━━━ Excerpt

EMPLOYMENT APPEAL TRIBUNAL
58 VICTORIA EMBANKMENT, LONDON EC4Y 0DS
             At the Tribunal
             On 4 July 2000

Before

MR COMMISSIONER HOWELL QC

MR P DAWSON OBE

MR J HOUGHAM CBE



MS J A FOX APPELLANT

QUIT RESPONDENT


Transcript of Proceedings

JUDGMENT

Revised 23/08/00

© Copyright 2000


    APPEARANCES

     

    For the Appellant MR M JONES
    (solicitor)
    Messrs Underwoods
    83/85 Marlowes
    Hemel Hempstead
    Hertfordshire
    HP1 1LF
    For the Respondent MISS J EADY
    (of Counsel)
    Messrs Charles Russell
    8 - 10 New Fetter Lane
    London
    EC4A 1RS


     

    MR COMMISSIONER HOWELL QC

  1. In this appeal Ms Julie Ann Fox seeks to have set aside as erroneous in point of law the decision of the North London Employment Tribunal set out in extended reasons issued to the parties on 6 September 1999, after hearings and further consideration on four days earlier in that year on 27 and 28 April and 16 and 17 August.
  2. The original proceedings before the Employment Tribunal had been brought by Originating Application dated 6 April 1998 in which Ms Fox had complained of three matters connected with what she alleged was her employment with the Respondents, "Quit" who are an anti smoking charity providing advice and in particular telephone help lines for people and organisations who are concerned with giving up smoking.
  3. The complaints in the Originating Application, before us in the appeal bundle pages 13 –14, were that she had been given no terms and conditions of her employment; there had been unlawful deductions made from her remuneration and that there had been a breach of natural justice and a lack of consultation on the part of the employers.
  4. Allied to that Originating Application had been a separate Originating Application, which is not before us, in which Ms Fox had complained of being unfairly dismissed by the Respondent.
  5. The Tribunal's decision dealt with all of the issues under both Originating Applications and held that although she had been an employee of the Respondents and she had not been given a written statement of the particulars of her employment as required by Section 1 of the Employment Rights Act 1996, she had not been unfairly dismissed in the circumstances which led to her leaving the Respondent's organisation.
  6. Those findings are not in any way challenged before us today. What is challenged is only one part of the Tribunal's decision referred to in the Appellant's notice of appeal relating to their finding No. (iii) that there had been no unlawful deduction from her wages. To explain how that issue arose before the Tribunal, and how the Tribunal's consideration of the issue comes up before us on appeal, it is necessary to explain a little of the background from the Tribunal's findings as recorded in their extended reasons at pages 4 – 12 of the appeal bundle.

━━━━━━
━━━ Given information

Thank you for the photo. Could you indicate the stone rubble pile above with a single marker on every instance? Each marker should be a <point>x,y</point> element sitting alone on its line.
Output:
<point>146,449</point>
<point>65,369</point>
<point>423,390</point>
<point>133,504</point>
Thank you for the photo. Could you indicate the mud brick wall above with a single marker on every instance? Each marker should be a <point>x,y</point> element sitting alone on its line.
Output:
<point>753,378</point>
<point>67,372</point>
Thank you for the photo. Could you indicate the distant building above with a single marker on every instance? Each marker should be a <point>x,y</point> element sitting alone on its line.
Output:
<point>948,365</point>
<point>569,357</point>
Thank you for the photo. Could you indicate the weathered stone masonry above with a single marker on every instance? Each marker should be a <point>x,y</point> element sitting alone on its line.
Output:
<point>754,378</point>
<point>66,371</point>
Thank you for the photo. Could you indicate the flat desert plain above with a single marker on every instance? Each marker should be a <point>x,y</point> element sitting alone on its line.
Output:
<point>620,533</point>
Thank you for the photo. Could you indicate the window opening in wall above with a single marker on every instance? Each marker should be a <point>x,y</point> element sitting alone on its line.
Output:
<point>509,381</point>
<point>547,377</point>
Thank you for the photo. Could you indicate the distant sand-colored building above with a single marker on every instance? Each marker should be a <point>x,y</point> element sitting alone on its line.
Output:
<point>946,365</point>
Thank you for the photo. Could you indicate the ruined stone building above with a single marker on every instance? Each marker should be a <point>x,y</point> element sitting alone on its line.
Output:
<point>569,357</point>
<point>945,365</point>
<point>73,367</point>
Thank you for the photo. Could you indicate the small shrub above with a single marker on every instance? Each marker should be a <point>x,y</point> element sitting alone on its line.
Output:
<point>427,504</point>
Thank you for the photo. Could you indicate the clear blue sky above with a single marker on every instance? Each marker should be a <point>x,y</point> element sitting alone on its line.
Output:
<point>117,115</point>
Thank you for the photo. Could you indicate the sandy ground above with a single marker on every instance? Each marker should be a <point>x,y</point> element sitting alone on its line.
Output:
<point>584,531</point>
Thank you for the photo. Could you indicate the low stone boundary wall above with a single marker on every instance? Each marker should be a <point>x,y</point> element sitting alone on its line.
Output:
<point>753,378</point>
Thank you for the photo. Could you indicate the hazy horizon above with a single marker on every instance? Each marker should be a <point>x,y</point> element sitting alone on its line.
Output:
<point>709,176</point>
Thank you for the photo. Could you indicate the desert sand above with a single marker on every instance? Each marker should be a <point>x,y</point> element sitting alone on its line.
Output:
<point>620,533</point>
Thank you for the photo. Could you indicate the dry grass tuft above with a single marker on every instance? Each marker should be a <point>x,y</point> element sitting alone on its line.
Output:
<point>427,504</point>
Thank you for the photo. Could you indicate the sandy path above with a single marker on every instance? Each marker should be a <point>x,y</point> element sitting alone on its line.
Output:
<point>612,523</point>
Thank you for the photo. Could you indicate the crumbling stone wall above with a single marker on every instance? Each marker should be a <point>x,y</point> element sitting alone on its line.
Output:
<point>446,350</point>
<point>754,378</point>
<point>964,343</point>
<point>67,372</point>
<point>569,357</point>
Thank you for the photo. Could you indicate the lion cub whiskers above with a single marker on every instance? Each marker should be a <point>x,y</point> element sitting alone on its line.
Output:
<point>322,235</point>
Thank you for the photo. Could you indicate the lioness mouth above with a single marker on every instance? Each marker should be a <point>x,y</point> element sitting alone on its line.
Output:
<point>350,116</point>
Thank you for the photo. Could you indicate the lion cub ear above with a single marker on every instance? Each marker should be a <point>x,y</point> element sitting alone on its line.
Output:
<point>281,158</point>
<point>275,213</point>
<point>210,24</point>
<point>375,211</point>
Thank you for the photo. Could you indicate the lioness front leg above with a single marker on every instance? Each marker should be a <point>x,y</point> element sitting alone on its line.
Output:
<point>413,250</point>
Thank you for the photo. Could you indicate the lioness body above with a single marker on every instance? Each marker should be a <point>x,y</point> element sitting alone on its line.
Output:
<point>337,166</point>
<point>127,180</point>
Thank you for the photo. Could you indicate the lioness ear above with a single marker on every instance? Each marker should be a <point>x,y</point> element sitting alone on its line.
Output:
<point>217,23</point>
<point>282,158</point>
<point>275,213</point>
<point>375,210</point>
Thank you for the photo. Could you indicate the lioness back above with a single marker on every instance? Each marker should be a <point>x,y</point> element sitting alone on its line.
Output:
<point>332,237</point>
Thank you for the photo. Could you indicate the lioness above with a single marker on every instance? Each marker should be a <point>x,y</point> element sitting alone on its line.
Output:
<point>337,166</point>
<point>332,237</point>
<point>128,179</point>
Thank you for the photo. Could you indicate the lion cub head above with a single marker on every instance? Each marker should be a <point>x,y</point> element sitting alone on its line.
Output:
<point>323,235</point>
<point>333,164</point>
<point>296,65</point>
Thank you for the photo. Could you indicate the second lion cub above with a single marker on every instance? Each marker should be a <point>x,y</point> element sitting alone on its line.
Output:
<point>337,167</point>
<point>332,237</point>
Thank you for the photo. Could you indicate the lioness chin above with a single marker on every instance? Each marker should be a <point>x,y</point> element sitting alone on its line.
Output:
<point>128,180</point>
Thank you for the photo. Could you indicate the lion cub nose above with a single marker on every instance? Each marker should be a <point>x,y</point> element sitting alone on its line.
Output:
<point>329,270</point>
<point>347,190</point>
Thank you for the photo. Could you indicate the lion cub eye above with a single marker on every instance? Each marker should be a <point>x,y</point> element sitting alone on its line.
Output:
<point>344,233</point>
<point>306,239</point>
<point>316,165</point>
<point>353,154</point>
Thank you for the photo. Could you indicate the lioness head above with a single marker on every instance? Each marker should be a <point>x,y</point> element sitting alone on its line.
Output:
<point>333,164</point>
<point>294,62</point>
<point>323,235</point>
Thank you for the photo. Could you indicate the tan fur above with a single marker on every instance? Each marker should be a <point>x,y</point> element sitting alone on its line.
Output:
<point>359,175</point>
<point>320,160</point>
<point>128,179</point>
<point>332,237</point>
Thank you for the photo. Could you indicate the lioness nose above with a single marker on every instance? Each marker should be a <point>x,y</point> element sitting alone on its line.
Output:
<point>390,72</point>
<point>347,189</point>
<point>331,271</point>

━━━━━━

**Job A**
List the names of the tribunal members shown under "Before" in the tribunal judgment.
**Job B**
Print the portion of the tribunal judgment that begins at the words "1. In this appeal" and stops after the words "giving up smoking.".
The records were drawn from a different source than the text.

**Worked answer A**
Mr Commissioner Howell QC
Mr P Dawson OBE
Mr J Hougham CBE

**Worked answer B**
1. In this appeal Ms Julie Ann Fox seeks to have set aside as erroneous in point of law the decision of the North London Employment Tribunal set out in extended reasons issued to the parties on 6 September 1999, after hearings and further consideration on four days earlier in that year on 27 and 28 April and 16 and 17 August.
  2. The original proceedings before the Employment Tribunal had been brought by Originating Application dated 6 April 1998 in which Ms Fox had complained of three matters connected with what she alleged was her employment with the Respondents, "Quit" who are an anti smoking charity providing advice and in particular telephone help lines for people and organisations who are concerned with giving up smoking.